> **PROBLEMS AND TASKS**:
1) In the geo-engineering text, at what height does Thomas Wigley propose injecting sulfur dioxide or hydrogen sulfide?
2) Print the part of the geo-engineering text from "These clouds had" to "the earth’s surface.".

> **TEXT SEGMENT**:
════
These clouds had another and, in that era, more unfortunate effect: they lowered global temperatures by two or three degrees for several years, causing severe crop failures in many parts of the world. And that harsh lesson has suddenly been remembered by climate scientists looking for ways to combat warming.

One popular geo-engineering scenario is to create an artificial volcano. Thomas Wigley, an expert on climate change based at the National Center for Atmospheric Research in the USA, proposes mimicking the natural volcanic process by injecting sulfur dioxide or hydrogen sulfide 60,000 to 70,000 ft. above the earth’s surface.

One popular geo-engineering scenario is to create an artificial volcano

The compound would react to form a cloud of sulfuric acid droplets that would in turn reflect sunlight and cool the globe. Exactly how the material would be delivered isn’t clear—cannons, balloons and high-flying military planes are some ‘highly speculative’ options, he says.

Now my personal views on global warming are, to say the least, ambivalent (and I have been regularly excoriated by true believers as a result).Put simply, I think that we are getting warmer (and wetter in the northern UK) but I believe this is part of a natural cycle spanning centuries caused by our position relative to the sun.

When it comes to ideas like creating artificial volcanoes, I admit to being completely out of my depth. But there are eminent scientists, notable Sir James Lovelock, .who believe that the Earth is a self-healing body, rather like living cells, capable of fighting off one ill with another.

So perhaps we have here a living example of that process. Is Krakatoa due to erupt again, bringing down temperatures all round the world, just as they are supposed to rise to levels disastrous for we humans? If so, I hope massive anti-tsunami barricades are being built around the Pacific and the Indian Ocean. And perhaps dear old Cracoe will be spared from becoming an oasis in the great Pennine Desert.
════
> **LISTED RECORDS**:
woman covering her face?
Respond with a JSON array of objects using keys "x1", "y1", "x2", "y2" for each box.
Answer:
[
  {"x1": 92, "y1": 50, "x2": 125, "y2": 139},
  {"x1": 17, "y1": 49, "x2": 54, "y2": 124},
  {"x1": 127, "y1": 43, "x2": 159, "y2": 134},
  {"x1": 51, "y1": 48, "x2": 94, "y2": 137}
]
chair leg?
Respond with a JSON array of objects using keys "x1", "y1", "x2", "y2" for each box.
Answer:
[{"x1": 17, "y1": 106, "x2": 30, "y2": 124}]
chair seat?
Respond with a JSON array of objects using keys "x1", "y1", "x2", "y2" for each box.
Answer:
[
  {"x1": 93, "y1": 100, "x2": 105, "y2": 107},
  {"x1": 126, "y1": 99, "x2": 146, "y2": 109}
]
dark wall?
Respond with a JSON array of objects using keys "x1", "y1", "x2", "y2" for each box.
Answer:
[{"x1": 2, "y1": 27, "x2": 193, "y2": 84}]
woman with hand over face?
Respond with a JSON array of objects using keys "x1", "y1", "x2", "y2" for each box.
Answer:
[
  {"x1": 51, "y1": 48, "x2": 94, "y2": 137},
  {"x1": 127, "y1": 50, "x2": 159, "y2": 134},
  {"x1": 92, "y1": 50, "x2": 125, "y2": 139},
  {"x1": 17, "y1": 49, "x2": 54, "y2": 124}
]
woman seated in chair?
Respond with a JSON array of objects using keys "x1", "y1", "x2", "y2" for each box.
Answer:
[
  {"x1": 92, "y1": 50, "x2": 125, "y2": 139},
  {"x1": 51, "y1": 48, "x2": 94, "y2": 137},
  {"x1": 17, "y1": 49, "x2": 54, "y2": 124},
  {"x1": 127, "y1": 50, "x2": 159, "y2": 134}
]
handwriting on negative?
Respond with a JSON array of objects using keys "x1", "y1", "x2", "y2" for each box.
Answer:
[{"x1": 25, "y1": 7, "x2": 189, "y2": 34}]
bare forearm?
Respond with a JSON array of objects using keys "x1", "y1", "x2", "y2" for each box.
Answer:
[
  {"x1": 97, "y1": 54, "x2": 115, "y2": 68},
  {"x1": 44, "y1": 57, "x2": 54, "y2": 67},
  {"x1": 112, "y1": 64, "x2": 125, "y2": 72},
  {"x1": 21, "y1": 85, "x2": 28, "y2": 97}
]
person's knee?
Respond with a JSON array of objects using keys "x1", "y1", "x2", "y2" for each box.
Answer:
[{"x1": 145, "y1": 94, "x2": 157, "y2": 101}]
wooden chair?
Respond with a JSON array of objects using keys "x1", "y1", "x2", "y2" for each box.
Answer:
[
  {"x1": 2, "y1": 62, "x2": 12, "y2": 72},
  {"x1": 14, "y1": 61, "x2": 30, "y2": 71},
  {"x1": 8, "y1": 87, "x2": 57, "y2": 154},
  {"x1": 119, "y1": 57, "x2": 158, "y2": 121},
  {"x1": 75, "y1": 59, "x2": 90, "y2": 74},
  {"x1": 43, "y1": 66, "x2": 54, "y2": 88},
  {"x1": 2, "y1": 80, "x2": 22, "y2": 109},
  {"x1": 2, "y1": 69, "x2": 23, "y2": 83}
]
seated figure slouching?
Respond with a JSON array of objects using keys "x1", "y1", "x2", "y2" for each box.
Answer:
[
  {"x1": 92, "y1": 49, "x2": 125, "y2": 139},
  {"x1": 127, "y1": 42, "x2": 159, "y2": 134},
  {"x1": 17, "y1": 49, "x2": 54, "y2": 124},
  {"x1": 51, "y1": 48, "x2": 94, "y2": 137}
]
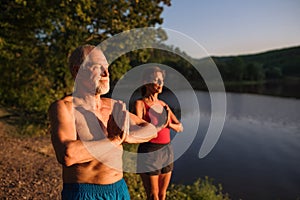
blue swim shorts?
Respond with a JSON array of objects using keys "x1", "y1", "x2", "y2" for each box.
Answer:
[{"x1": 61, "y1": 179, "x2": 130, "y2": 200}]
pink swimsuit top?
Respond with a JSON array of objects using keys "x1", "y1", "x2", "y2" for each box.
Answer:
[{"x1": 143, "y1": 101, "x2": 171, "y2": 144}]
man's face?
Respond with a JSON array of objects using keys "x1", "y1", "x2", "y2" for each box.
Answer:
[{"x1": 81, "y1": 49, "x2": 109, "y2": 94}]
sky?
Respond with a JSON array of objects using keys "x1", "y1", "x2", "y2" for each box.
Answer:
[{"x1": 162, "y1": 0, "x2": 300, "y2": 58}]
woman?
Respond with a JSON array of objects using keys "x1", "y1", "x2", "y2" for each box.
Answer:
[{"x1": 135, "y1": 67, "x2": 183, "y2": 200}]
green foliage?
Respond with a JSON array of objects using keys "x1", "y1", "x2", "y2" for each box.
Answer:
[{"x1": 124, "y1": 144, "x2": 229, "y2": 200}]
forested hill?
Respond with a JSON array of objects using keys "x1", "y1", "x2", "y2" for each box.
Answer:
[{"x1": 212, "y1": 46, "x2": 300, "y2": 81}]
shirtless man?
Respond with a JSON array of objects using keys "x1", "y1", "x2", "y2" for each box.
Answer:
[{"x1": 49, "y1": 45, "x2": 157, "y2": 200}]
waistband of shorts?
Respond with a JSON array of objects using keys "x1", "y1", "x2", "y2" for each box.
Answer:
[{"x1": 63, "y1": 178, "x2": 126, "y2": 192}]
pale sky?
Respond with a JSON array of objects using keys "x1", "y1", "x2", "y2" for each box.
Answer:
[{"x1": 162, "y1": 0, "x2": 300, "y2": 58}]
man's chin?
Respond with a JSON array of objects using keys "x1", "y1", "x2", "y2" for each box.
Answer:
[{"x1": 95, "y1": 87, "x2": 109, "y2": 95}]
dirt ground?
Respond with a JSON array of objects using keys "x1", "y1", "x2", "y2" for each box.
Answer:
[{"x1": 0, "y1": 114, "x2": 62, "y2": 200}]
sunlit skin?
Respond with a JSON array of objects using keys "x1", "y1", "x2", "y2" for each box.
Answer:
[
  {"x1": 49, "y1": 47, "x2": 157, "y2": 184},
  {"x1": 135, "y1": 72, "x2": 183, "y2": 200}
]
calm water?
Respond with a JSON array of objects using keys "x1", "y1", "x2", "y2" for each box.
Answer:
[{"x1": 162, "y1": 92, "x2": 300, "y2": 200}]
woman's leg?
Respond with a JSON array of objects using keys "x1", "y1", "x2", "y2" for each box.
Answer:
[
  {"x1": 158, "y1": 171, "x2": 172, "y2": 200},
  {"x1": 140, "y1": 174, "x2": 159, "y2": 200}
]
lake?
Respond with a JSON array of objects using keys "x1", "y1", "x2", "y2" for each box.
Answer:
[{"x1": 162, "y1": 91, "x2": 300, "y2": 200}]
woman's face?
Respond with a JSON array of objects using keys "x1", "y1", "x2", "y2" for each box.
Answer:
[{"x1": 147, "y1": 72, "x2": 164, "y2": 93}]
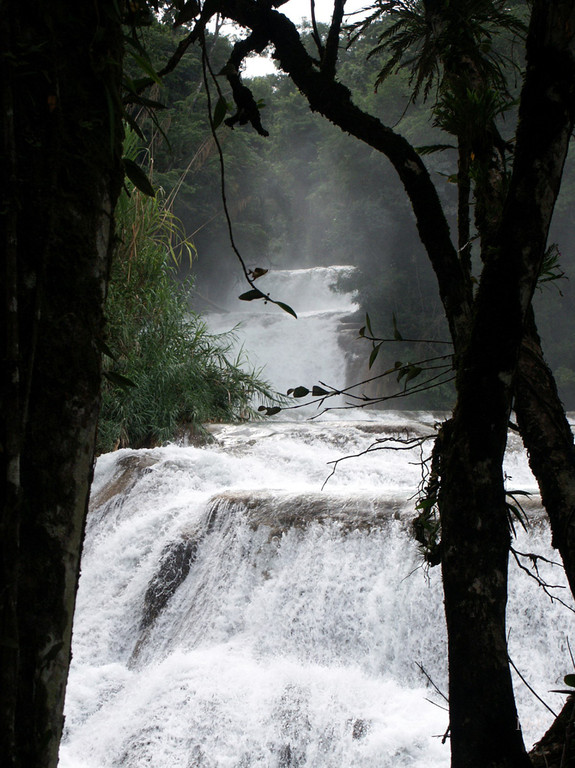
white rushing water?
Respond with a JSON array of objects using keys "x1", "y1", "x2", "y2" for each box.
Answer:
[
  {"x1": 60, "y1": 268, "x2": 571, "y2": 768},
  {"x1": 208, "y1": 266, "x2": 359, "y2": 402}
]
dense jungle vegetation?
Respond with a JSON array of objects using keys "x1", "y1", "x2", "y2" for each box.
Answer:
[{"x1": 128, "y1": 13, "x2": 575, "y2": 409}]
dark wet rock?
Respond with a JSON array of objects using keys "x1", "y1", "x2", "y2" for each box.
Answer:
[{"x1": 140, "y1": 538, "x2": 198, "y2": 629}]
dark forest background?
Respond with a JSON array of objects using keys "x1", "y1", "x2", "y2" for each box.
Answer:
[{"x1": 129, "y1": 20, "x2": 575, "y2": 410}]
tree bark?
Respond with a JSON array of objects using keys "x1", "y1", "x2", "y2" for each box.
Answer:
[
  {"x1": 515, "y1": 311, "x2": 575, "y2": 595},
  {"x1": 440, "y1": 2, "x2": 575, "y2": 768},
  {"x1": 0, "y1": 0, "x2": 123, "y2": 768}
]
════
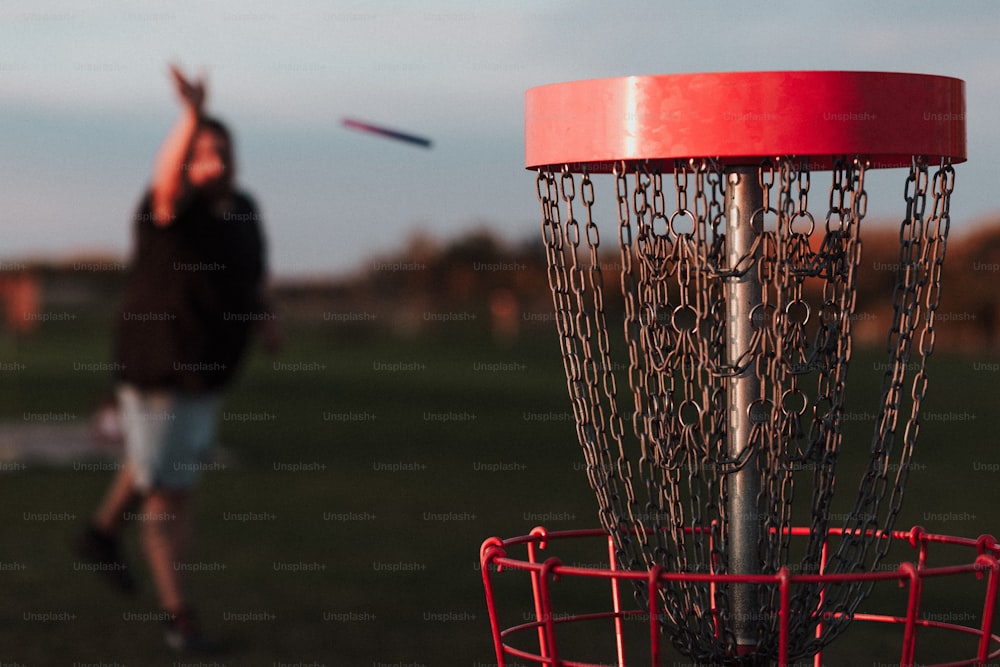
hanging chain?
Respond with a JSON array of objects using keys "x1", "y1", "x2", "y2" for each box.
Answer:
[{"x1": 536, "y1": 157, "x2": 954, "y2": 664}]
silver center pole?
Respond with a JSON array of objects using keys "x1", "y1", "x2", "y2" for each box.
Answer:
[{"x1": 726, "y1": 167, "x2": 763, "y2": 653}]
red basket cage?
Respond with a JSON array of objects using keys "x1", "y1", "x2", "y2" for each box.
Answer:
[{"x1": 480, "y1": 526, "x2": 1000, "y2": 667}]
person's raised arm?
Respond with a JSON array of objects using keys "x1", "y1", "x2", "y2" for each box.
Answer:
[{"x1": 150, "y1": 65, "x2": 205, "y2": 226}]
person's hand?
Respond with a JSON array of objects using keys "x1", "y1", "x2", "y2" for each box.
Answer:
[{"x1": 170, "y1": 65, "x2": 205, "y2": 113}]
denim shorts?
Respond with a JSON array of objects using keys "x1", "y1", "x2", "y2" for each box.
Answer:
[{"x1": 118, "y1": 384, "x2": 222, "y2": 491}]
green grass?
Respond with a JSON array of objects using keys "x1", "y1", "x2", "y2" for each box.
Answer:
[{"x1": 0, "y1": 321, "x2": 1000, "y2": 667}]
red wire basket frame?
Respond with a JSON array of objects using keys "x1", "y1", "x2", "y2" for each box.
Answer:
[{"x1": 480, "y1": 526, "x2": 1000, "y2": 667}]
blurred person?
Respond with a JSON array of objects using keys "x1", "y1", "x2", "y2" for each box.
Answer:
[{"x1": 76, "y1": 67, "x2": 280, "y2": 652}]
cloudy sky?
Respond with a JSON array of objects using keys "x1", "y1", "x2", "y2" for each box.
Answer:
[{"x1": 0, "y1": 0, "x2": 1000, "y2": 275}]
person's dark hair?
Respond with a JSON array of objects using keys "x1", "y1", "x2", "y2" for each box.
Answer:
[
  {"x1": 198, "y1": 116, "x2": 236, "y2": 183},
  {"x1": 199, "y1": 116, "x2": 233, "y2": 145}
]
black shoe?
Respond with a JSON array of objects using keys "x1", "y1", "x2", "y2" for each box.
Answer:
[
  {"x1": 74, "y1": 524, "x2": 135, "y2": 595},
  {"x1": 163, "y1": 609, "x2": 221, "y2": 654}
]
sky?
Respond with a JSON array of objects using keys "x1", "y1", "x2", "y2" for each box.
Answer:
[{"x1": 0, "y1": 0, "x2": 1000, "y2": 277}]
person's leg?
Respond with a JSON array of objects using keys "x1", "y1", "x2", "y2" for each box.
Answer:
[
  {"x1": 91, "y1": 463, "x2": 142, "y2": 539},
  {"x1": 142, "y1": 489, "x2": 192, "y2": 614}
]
════
> **RESULTS OF THE EXERCISE**:
1) 60,000 to 70,000 ft. above the earth's surface.

2)
These clouds had another and, in that era, more unfortunate effect: they lowered global temperatures by two or three degrees for several years, causing severe crop failures in many parts of the world. And that harsh lesson has suddenly been remembered by climate scientists looking for ways to combat warming.

One popular geo-engineering scenario is to create an artificial volcano. Thomas Wigley, an expert on climate change based at the National Center for Atmospheric Research in the USA, proposes mimicking the natural volcanic process by injecting sulfur dioxide or hydrogen sulfide 60,000 to 70,000 ft. above the earth’s surface.